Exercise brief: Each line below that carries the string "industrial" must appear in the answer.

Dataset extract:
..........
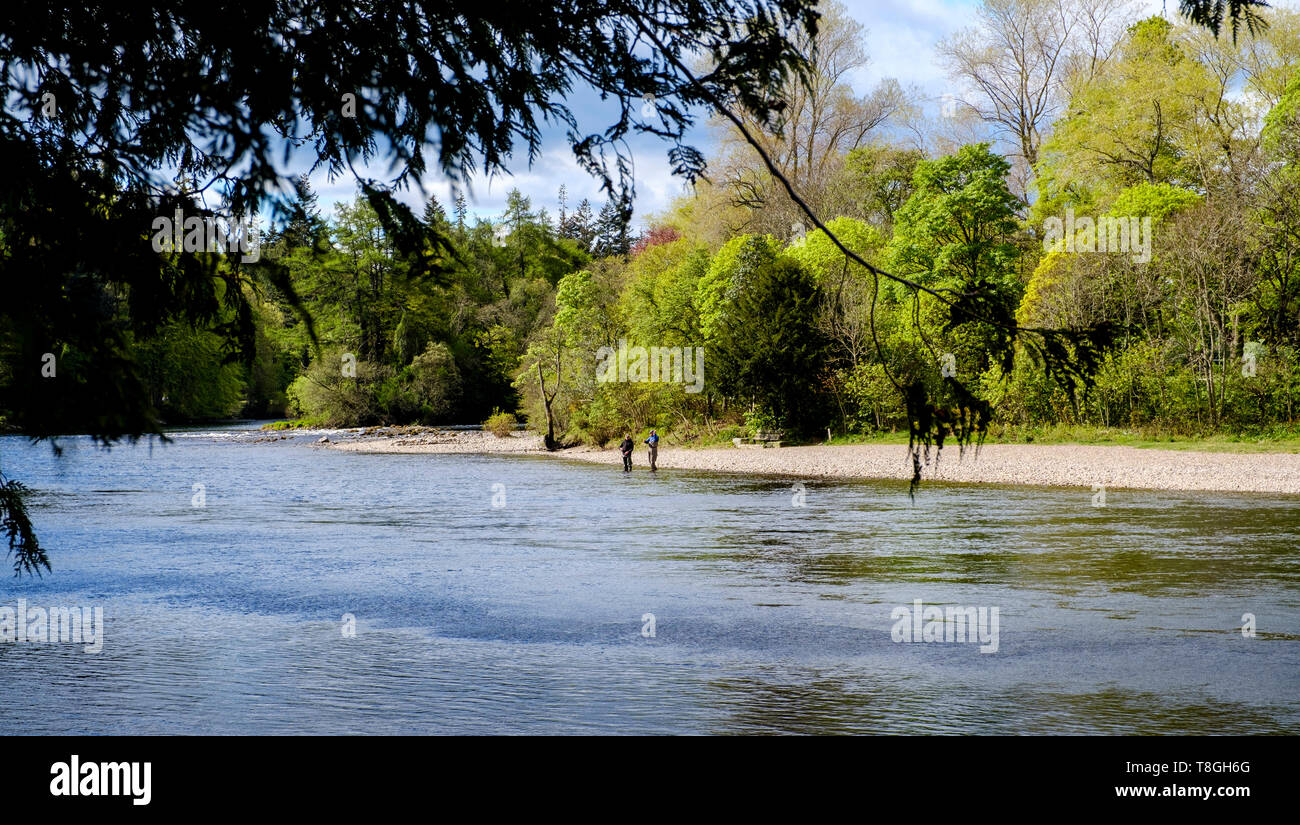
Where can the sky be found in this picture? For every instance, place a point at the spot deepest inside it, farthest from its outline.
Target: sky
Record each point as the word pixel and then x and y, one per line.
..........
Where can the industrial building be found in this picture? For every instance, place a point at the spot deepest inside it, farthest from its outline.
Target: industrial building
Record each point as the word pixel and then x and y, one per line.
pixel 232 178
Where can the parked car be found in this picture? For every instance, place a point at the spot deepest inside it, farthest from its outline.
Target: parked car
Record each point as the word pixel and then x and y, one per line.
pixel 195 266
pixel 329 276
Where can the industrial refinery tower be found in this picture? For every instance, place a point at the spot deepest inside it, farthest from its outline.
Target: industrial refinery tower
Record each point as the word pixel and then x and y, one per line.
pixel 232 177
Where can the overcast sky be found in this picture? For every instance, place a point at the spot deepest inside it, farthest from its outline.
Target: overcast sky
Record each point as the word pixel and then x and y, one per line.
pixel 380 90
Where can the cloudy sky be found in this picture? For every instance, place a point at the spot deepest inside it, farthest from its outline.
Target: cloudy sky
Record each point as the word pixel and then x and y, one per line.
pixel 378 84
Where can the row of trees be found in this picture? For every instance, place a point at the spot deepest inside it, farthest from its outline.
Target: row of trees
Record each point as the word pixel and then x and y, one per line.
..........
Result of this task:
Where can the industrial building be found in this picture? For every instance, place a point at the spot deepest inside it, farthest from its outline.
Target: industrial building
Where can the industrial refinery tower be found in this picture? For every instance, place a point at the spot deepest inside it, farthest from its outline.
Target: industrial refinery tower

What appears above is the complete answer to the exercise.